Pointing dataset excerpts:
------------------------------------------------------------
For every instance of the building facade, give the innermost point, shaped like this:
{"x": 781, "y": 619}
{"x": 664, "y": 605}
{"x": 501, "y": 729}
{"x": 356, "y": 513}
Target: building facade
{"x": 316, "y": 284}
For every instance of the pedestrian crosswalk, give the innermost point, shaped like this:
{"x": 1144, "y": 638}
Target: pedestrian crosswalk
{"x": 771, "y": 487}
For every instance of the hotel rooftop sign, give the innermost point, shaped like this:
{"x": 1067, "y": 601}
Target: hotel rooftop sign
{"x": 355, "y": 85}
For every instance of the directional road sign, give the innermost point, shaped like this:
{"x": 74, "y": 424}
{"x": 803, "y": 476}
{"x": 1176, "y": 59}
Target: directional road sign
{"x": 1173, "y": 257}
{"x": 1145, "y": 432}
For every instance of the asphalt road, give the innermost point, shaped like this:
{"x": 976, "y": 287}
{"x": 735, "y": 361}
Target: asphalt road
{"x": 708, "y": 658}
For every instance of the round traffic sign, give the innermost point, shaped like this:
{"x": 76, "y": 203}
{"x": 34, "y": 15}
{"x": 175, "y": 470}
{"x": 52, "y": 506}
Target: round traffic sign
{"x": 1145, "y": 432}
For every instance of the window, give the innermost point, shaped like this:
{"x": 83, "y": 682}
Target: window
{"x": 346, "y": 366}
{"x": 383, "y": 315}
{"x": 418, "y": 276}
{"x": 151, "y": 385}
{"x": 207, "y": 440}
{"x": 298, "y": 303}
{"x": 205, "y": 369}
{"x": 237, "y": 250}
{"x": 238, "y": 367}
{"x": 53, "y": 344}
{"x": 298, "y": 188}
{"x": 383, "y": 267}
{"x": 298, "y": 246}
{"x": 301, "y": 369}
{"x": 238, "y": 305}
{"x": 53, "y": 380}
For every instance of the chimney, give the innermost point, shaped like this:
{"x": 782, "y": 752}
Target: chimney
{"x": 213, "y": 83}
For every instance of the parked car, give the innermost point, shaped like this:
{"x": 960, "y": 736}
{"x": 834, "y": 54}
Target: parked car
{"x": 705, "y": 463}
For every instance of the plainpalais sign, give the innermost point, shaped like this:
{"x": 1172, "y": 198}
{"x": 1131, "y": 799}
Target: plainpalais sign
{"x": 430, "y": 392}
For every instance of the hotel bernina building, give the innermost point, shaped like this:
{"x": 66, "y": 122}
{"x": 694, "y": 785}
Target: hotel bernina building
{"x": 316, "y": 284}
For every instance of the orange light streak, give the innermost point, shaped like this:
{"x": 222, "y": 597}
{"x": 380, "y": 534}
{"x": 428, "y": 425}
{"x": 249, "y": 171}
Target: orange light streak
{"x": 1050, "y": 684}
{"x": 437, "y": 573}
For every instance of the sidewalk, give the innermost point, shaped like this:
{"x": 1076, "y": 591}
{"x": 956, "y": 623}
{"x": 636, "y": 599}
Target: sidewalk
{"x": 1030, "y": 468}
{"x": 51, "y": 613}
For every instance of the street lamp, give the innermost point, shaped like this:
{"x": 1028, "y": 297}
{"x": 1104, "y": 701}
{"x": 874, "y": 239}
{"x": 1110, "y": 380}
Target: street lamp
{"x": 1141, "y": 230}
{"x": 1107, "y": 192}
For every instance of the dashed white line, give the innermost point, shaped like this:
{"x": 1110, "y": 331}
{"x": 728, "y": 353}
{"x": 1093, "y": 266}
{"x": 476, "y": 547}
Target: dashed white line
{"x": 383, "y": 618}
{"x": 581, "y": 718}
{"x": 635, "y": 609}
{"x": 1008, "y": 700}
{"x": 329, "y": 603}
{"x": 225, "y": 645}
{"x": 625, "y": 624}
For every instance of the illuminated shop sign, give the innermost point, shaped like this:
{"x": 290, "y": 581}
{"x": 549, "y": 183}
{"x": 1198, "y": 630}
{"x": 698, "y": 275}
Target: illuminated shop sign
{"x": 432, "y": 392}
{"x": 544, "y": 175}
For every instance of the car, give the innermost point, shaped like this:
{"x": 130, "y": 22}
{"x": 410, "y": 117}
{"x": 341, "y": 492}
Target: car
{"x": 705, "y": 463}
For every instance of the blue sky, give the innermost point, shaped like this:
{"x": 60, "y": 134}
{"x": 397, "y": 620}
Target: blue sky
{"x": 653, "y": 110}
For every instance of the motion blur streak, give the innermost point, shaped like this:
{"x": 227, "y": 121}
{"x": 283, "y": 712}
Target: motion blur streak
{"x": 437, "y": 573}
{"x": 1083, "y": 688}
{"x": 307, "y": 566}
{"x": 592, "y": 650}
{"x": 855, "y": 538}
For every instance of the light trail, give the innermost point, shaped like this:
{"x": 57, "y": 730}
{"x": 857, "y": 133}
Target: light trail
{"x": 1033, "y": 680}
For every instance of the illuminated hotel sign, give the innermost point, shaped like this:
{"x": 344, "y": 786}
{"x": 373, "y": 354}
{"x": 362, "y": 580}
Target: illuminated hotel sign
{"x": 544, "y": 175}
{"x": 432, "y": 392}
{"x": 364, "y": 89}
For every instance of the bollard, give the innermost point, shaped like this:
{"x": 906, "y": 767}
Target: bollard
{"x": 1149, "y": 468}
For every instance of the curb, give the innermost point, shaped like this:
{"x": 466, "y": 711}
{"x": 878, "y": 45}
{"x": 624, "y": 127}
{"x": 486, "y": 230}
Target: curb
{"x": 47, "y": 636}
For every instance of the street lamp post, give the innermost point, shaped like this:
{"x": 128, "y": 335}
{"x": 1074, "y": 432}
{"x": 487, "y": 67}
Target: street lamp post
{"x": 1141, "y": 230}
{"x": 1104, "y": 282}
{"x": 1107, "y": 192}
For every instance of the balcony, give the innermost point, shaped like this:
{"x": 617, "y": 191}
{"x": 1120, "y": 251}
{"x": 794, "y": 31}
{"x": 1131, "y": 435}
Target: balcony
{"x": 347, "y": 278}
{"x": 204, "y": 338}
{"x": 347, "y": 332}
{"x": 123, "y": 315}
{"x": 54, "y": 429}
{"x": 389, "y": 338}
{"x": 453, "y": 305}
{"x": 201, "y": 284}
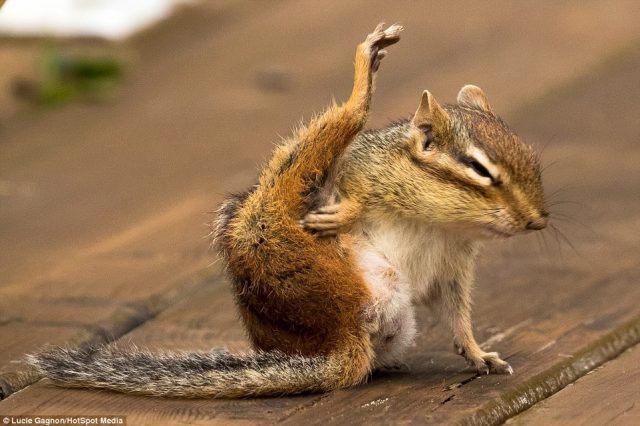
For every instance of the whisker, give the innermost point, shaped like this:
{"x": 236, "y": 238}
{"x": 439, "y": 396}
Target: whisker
{"x": 563, "y": 237}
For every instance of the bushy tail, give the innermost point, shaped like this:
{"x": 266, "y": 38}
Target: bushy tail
{"x": 215, "y": 374}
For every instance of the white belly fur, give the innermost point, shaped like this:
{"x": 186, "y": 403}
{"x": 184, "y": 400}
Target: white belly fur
{"x": 399, "y": 263}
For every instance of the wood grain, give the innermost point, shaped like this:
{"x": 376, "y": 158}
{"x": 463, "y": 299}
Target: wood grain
{"x": 124, "y": 187}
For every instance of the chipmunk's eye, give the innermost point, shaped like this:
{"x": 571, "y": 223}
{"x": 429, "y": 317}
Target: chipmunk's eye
{"x": 478, "y": 168}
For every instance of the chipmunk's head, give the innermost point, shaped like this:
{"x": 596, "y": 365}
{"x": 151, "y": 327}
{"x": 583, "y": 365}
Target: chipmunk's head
{"x": 476, "y": 172}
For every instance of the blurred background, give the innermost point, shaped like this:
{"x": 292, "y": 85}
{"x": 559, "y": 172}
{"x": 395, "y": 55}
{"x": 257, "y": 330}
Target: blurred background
{"x": 123, "y": 122}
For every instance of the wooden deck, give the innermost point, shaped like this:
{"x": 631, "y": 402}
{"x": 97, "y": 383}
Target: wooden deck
{"x": 102, "y": 208}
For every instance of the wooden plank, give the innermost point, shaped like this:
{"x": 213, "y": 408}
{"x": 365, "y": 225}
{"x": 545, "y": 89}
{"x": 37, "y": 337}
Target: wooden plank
{"x": 608, "y": 395}
{"x": 546, "y": 328}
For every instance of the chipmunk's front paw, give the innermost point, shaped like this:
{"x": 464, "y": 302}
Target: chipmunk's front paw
{"x": 486, "y": 362}
{"x": 325, "y": 221}
{"x": 378, "y": 40}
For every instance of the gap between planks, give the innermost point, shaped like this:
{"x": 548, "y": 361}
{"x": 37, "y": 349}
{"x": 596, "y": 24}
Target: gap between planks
{"x": 519, "y": 398}
{"x": 125, "y": 319}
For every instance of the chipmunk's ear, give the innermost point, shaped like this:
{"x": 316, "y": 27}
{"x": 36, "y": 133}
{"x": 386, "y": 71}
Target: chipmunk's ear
{"x": 471, "y": 96}
{"x": 430, "y": 114}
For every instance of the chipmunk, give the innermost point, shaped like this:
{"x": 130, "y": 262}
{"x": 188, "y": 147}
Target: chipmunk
{"x": 343, "y": 234}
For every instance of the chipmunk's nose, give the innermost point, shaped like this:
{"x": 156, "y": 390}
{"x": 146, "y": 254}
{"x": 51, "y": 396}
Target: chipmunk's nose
{"x": 537, "y": 224}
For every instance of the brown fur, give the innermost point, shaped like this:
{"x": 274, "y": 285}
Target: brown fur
{"x": 297, "y": 293}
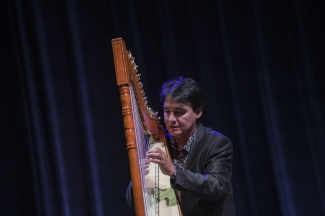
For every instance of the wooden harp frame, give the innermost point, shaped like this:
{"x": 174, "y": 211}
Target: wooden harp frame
{"x": 126, "y": 72}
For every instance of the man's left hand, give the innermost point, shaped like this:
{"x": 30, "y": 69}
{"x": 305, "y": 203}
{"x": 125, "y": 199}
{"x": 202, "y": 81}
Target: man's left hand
{"x": 158, "y": 156}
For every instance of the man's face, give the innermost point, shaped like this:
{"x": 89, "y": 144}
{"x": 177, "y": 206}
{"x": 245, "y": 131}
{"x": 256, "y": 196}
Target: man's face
{"x": 180, "y": 119}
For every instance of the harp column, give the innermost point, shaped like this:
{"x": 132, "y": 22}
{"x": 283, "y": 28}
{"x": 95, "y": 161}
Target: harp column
{"x": 132, "y": 150}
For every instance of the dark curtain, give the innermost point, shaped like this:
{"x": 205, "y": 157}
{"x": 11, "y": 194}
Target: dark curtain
{"x": 262, "y": 64}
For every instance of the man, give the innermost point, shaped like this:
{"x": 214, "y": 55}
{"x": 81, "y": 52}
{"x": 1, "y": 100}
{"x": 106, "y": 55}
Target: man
{"x": 202, "y": 158}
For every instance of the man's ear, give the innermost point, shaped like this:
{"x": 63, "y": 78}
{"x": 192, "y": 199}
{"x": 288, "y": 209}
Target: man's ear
{"x": 198, "y": 113}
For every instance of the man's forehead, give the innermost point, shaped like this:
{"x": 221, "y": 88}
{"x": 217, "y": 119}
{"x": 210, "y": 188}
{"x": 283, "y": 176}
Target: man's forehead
{"x": 176, "y": 105}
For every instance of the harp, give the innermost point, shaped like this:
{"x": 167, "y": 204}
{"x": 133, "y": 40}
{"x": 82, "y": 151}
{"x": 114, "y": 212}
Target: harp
{"x": 152, "y": 193}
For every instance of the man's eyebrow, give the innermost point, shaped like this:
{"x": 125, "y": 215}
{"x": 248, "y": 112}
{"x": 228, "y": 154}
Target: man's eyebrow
{"x": 177, "y": 108}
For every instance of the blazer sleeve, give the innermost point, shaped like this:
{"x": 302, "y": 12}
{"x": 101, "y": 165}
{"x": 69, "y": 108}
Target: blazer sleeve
{"x": 211, "y": 181}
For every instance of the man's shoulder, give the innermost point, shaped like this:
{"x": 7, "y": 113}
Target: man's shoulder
{"x": 208, "y": 133}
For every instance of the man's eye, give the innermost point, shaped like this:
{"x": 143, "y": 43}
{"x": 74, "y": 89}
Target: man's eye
{"x": 178, "y": 114}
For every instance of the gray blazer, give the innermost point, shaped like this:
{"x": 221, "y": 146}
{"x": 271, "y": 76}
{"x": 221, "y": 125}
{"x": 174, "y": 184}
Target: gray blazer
{"x": 205, "y": 182}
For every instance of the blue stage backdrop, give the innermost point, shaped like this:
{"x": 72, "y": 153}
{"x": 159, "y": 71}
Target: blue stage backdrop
{"x": 262, "y": 63}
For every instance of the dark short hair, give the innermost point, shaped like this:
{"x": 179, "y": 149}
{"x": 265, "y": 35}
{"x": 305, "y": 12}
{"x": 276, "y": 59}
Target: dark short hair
{"x": 186, "y": 91}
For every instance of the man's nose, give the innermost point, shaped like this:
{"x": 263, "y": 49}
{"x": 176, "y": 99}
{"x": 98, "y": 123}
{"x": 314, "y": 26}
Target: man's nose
{"x": 171, "y": 117}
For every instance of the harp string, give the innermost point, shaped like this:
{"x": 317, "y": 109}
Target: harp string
{"x": 142, "y": 140}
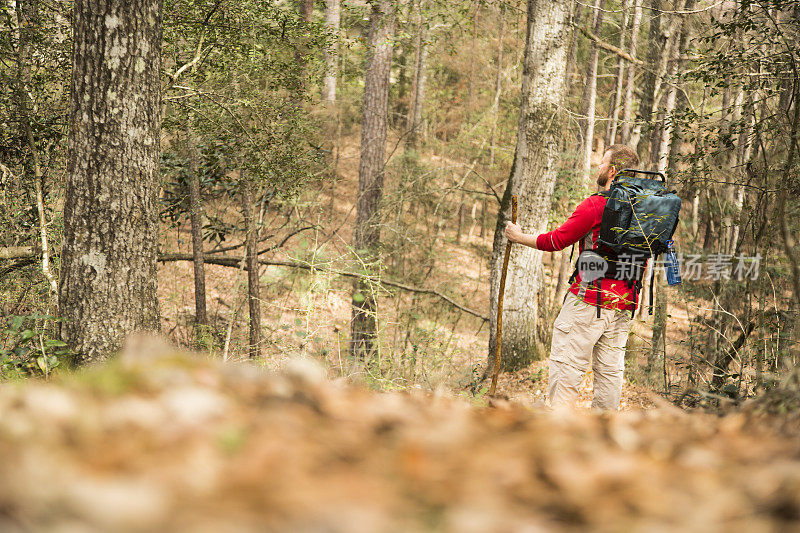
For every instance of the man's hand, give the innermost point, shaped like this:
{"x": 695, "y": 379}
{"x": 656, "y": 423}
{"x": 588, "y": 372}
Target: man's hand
{"x": 514, "y": 234}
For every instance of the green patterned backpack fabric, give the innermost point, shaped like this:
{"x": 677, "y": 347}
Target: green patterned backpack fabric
{"x": 640, "y": 215}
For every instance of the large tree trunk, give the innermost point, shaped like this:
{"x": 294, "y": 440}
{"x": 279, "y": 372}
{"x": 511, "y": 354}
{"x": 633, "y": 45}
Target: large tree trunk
{"x": 108, "y": 286}
{"x": 253, "y": 278}
{"x": 627, "y": 105}
{"x": 532, "y": 178}
{"x": 613, "y": 123}
{"x": 590, "y": 97}
{"x": 332, "y": 21}
{"x": 415, "y": 119}
{"x": 366, "y": 235}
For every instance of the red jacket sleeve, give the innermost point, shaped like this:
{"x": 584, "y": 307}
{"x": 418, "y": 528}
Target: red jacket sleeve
{"x": 579, "y": 223}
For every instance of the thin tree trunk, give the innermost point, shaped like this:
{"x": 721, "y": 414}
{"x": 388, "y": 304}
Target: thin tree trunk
{"x": 332, "y": 21}
{"x": 497, "y": 85}
{"x": 564, "y": 271}
{"x": 532, "y": 178}
{"x": 196, "y": 216}
{"x": 657, "y": 50}
{"x": 476, "y": 6}
{"x": 306, "y": 8}
{"x": 573, "y": 44}
{"x": 108, "y": 286}
{"x": 627, "y": 105}
{"x": 28, "y": 22}
{"x": 253, "y": 281}
{"x": 415, "y": 123}
{"x": 611, "y": 129}
{"x": 366, "y": 235}
{"x": 590, "y": 96}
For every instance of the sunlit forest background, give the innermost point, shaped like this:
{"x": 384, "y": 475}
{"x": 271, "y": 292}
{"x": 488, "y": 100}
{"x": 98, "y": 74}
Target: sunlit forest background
{"x": 261, "y": 135}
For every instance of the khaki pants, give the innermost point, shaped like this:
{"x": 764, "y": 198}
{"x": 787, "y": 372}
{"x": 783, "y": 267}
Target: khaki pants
{"x": 581, "y": 340}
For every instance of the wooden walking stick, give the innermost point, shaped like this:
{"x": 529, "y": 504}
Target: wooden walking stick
{"x": 503, "y": 273}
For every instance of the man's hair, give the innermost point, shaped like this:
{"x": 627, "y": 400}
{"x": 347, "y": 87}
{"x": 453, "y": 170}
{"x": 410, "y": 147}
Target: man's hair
{"x": 623, "y": 156}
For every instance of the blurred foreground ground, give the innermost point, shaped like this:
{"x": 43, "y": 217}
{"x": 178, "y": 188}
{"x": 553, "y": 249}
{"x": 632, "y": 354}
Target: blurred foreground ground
{"x": 173, "y": 443}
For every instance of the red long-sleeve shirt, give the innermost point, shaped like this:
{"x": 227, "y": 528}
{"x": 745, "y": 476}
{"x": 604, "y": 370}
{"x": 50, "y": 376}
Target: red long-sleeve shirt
{"x": 616, "y": 294}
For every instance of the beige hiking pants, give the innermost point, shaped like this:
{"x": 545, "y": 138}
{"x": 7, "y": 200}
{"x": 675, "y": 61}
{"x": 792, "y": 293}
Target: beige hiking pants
{"x": 580, "y": 341}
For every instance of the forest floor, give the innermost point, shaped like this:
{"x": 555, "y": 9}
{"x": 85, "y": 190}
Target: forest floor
{"x": 159, "y": 441}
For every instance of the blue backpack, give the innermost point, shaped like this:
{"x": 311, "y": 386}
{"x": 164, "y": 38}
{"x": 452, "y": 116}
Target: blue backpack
{"x": 639, "y": 219}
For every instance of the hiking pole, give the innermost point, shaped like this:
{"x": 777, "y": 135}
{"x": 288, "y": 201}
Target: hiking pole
{"x": 493, "y": 388}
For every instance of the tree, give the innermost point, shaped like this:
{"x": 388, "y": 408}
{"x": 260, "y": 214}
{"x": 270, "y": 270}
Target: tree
{"x": 590, "y": 96}
{"x": 108, "y": 272}
{"x": 627, "y": 103}
{"x": 532, "y": 177}
{"x": 253, "y": 281}
{"x": 366, "y": 235}
{"x": 332, "y": 20}
{"x": 415, "y": 118}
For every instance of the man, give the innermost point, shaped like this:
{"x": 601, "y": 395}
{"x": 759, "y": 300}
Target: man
{"x": 584, "y": 336}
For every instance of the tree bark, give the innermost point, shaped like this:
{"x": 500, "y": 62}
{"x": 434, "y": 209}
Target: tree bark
{"x": 590, "y": 96}
{"x": 332, "y": 22}
{"x": 28, "y": 22}
{"x": 613, "y": 123}
{"x": 532, "y": 178}
{"x": 572, "y": 54}
{"x": 657, "y": 44}
{"x": 253, "y": 278}
{"x": 497, "y": 85}
{"x": 627, "y": 106}
{"x": 415, "y": 122}
{"x": 366, "y": 235}
{"x": 108, "y": 287}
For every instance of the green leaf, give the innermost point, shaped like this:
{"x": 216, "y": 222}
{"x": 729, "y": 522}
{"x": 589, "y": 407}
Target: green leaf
{"x": 52, "y": 343}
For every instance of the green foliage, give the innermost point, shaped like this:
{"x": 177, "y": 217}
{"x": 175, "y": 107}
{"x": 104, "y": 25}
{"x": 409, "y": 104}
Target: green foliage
{"x": 27, "y": 348}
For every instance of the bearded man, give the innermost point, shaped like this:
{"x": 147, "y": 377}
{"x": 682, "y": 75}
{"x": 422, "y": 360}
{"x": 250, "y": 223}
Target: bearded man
{"x": 591, "y": 330}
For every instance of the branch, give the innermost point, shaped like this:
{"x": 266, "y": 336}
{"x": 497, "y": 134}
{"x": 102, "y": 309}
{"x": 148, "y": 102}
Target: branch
{"x": 236, "y": 262}
{"x": 610, "y": 47}
{"x": 17, "y": 252}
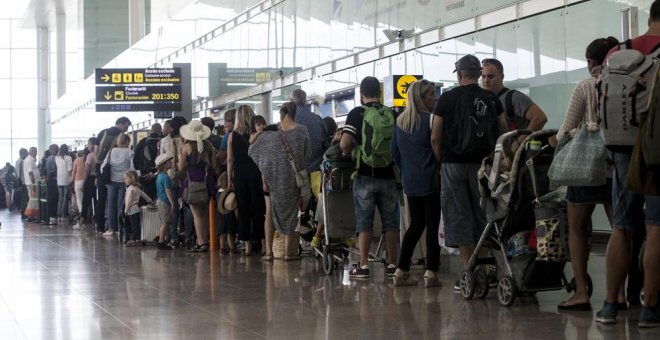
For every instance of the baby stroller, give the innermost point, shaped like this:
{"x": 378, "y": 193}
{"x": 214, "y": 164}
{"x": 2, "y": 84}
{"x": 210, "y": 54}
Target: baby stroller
{"x": 339, "y": 215}
{"x": 515, "y": 201}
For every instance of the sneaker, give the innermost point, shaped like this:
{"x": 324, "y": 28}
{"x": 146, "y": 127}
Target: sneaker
{"x": 390, "y": 270}
{"x": 402, "y": 278}
{"x": 431, "y": 279}
{"x": 649, "y": 317}
{"x": 349, "y": 241}
{"x": 163, "y": 246}
{"x": 607, "y": 315}
{"x": 359, "y": 272}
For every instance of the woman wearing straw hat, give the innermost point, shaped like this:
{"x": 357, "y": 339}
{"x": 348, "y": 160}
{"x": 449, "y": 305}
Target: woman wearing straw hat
{"x": 195, "y": 159}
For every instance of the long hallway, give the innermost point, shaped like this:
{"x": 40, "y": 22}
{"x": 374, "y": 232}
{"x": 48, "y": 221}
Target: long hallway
{"x": 61, "y": 284}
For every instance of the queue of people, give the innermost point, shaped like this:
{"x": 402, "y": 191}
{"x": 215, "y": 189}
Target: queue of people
{"x": 263, "y": 176}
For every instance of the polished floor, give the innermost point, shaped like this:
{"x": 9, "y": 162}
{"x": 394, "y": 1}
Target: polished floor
{"x": 59, "y": 284}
------------------------------------------------------------
Extract the lines above from the one containing "For every instance of the baby" to the last line, both included, exactly as written.

For every instance of the baby stroller, give the innermost point, shaped like this:
{"x": 378, "y": 193}
{"x": 214, "y": 164}
{"x": 2, "y": 84}
{"x": 210, "y": 54}
Target: baby stroller
{"x": 339, "y": 215}
{"x": 515, "y": 201}
For every instance of the sneaker, give the innermost point, shaped like this:
{"x": 324, "y": 28}
{"x": 146, "y": 127}
Target: sneaker
{"x": 390, "y": 270}
{"x": 402, "y": 278}
{"x": 431, "y": 279}
{"x": 649, "y": 317}
{"x": 349, "y": 241}
{"x": 163, "y": 246}
{"x": 607, "y": 315}
{"x": 359, "y": 272}
For every instance of the woman wearing straw hat, give the innermost point, shaped like this:
{"x": 357, "y": 339}
{"x": 348, "y": 160}
{"x": 449, "y": 305}
Target: woman wearing straw hat
{"x": 195, "y": 159}
For every instance of the long hallway, give the innermost point, shaped like this:
{"x": 40, "y": 22}
{"x": 374, "y": 232}
{"x": 48, "y": 221}
Target: long hallway
{"x": 61, "y": 284}
For every instance of the queue of people, give the innermost point, shaped like this:
{"x": 402, "y": 191}
{"x": 215, "y": 189}
Target: queue of people
{"x": 263, "y": 176}
For every instance of the polished floor, give the innermost point, shaped like this:
{"x": 9, "y": 162}
{"x": 394, "y": 1}
Target: polished floor
{"x": 59, "y": 284}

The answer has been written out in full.